*GIVEN REQUEST*
Write out every one of the rows below word for word, in the same order.

*EXTRACTED RECORDS*
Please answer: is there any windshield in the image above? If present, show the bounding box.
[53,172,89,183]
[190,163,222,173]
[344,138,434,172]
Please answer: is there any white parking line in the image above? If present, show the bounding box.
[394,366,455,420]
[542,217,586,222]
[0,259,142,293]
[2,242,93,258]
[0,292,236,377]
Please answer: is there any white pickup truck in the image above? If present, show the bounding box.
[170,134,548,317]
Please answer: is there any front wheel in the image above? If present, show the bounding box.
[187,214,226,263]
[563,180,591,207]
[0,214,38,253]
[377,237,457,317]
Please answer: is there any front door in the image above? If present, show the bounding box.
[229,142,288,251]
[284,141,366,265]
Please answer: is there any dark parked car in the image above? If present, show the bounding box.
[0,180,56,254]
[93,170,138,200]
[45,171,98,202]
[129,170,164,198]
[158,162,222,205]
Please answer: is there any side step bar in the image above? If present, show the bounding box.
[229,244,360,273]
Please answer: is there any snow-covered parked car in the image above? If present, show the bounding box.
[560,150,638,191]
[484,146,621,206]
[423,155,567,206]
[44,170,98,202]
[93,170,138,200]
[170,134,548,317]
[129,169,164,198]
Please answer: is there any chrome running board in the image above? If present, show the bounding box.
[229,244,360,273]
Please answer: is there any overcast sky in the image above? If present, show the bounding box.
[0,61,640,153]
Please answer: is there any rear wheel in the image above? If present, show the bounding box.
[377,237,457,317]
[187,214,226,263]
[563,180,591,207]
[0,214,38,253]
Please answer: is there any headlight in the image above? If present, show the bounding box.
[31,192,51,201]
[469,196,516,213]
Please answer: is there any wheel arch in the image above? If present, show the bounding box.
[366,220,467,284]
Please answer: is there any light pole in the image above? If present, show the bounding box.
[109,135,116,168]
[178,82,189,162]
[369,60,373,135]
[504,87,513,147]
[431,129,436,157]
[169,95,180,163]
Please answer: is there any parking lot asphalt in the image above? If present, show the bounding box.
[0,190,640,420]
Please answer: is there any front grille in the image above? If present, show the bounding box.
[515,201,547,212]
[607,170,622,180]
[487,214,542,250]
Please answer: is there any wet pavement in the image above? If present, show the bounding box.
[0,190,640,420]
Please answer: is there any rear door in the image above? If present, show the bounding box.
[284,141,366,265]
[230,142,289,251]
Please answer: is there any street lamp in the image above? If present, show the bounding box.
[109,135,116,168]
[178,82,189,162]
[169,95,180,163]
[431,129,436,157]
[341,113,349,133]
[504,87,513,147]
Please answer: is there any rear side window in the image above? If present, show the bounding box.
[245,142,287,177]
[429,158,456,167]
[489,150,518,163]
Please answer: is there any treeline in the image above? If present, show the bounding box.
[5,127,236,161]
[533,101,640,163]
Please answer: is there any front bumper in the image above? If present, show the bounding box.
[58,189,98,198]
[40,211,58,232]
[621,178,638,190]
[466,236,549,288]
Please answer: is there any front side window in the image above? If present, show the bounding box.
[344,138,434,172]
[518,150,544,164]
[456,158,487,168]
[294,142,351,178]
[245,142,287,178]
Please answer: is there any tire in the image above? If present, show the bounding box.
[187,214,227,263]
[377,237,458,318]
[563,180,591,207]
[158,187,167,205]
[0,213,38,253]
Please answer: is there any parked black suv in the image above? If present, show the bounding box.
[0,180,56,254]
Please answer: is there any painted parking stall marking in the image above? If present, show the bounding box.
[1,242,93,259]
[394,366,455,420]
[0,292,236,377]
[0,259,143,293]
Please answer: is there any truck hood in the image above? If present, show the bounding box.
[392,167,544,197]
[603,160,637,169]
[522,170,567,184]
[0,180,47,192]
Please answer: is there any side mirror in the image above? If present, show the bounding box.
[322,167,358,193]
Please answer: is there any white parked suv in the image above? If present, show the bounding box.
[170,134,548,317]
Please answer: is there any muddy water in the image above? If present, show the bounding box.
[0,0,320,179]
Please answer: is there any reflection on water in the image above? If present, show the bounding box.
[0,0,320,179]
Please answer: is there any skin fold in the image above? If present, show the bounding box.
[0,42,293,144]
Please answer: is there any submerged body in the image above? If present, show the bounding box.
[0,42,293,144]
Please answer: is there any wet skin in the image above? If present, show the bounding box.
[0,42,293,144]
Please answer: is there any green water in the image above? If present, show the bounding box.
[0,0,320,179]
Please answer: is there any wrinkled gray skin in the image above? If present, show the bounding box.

*SOLUTION BELOW*
Please answer: is there any windshield in the image above? If present, show the bounding box.
[53,172,89,183]
[190,163,222,173]
[344,138,434,172]
Please answer: is there any white parking line in the image above? If present, show the bounding box.
[394,366,455,420]
[542,217,586,222]
[0,259,142,293]
[2,242,93,258]
[0,292,236,377]
Please answer: is there any white pickup truck in the image above? If present, show the bounding box.
[170,134,548,317]
Please answer: is there any front wheel in the image above? If present, show the bounding box.
[187,214,226,263]
[563,180,591,207]
[0,214,38,253]
[377,237,457,317]
Please answer: is there any front door in the image above? If present, show the bounding box.
[229,142,288,251]
[284,141,366,265]
Please answer: is there any dark parked car in the image above? If present, show the bounding box.
[0,180,56,254]
[93,170,138,200]
[45,171,98,202]
[129,170,164,198]
[158,162,222,205]
Please answer: is there any side step bar in the image above? If present, show the bounding box.
[229,244,360,273]
Please answer: is there any snow-covered parked car in the image above? If present, show the bounding box.
[560,150,638,191]
[484,146,621,206]
[423,155,567,206]
[44,170,98,202]
[93,170,138,200]
[170,134,548,317]
[129,169,164,198]
Please answer: is there any chrome running board in the image above? If present, show the bounding box.
[229,244,360,273]
Please answer: is there any overcast sky in the image above? If present, show the bounding box.
[0,61,640,153]
Please answer: is there any rear wheel in the image above? If present, show the bounding box.
[377,237,457,317]
[187,214,226,263]
[563,180,591,207]
[0,214,38,253]
Please answer: is there any headlight in the image above? If present, show the bounding box.
[31,192,51,201]
[469,196,516,213]
Please answer: is there any wheel arch in the image above? If present, show the bounding box.
[366,220,467,284]
Please answer: is there any light pole in the image above? If present, show the bounding box.
[109,135,116,168]
[178,82,189,162]
[369,60,373,135]
[504,87,513,147]
[431,129,436,157]
[169,95,180,163]
Please answer: is there any parking lot asphalt in the image above? If present, show the bounding box.
[0,190,640,420]
Please answer: is there any front grille in the image above? If present, show the bounding box.
[515,201,547,212]
[607,170,622,180]
[487,214,542,250]
Please answer: is there any wet pavement in the image above? If present, show the bounding box.
[0,190,640,420]
Please answer: is there any rear door in the image above? If present, show the bounding box.
[284,141,366,265]
[230,142,289,251]
Please answer: is there any street lamp in the image above? If present, show the bounding box.
[109,135,116,168]
[178,82,189,162]
[169,95,180,163]
[431,129,436,157]
[341,113,349,133]
[504,87,513,147]
Please answer: is there any rear side window in the image above? If present, show the bounding box.
[245,142,287,177]
[429,158,456,167]
[489,150,518,163]
Please answer: is there any treeline in the image above? If present, show the bounding box.
[5,127,236,161]
[533,101,640,163]
Please answer: is there any front bumper in the image above? If present, show the bounding box.
[58,189,98,198]
[40,211,58,232]
[621,178,638,190]
[466,236,549,288]
Please answer: is there any front side window in the image above? If present, show the bounding box.
[344,138,434,172]
[518,150,544,164]
[456,158,487,168]
[294,142,351,178]
[245,142,287,178]
Please answer: is there any tire in the image above? If present, show the bounding box.
[187,214,227,263]
[377,237,458,318]
[563,180,591,207]
[158,187,167,205]
[0,213,38,253]
Please answer: is there any parked black suv in the image above? If present, show the bounding box.
[0,180,56,254]
Please answer: is there any painted parking stall marking in the image above? If present, show the bounding box.
[1,242,93,259]
[394,366,455,420]
[0,292,236,377]
[0,259,143,293]
Please answer: is there any truck hood in the image above? If present, show the bounding box.
[392,167,544,197]
[603,160,637,169]
[522,170,567,184]
[0,180,47,192]
Please answer: is there any side mirror in the image above? If present, show the bounding box.
[322,167,358,193]
Please answer: is there any white parked suv in the image above? If present, show the bounding box.
[170,134,548,317]
Please answer: is there any muddy water in the image above? If present, show the bounding box.
[0,0,320,179]
Please answer: is there any reflection on water in the image above? If present, show the bounding box.
[0,0,320,179]
Please answer: is there any skin fold in the image above? If present, show the bounding box.
[0,42,293,144]
Please answer: is there any submerged body in the image above? If present, show the bounding box.
[0,42,293,144]
Please answer: is there any wet skin in the image above? If present, show the bounding box.
[0,42,293,144]
Please answer: is there any green water in the image above? If present, show the bounding box.
[0,0,320,179]
Please answer: is there any wrinkled gray skin in the image above? If present, show the bounding box.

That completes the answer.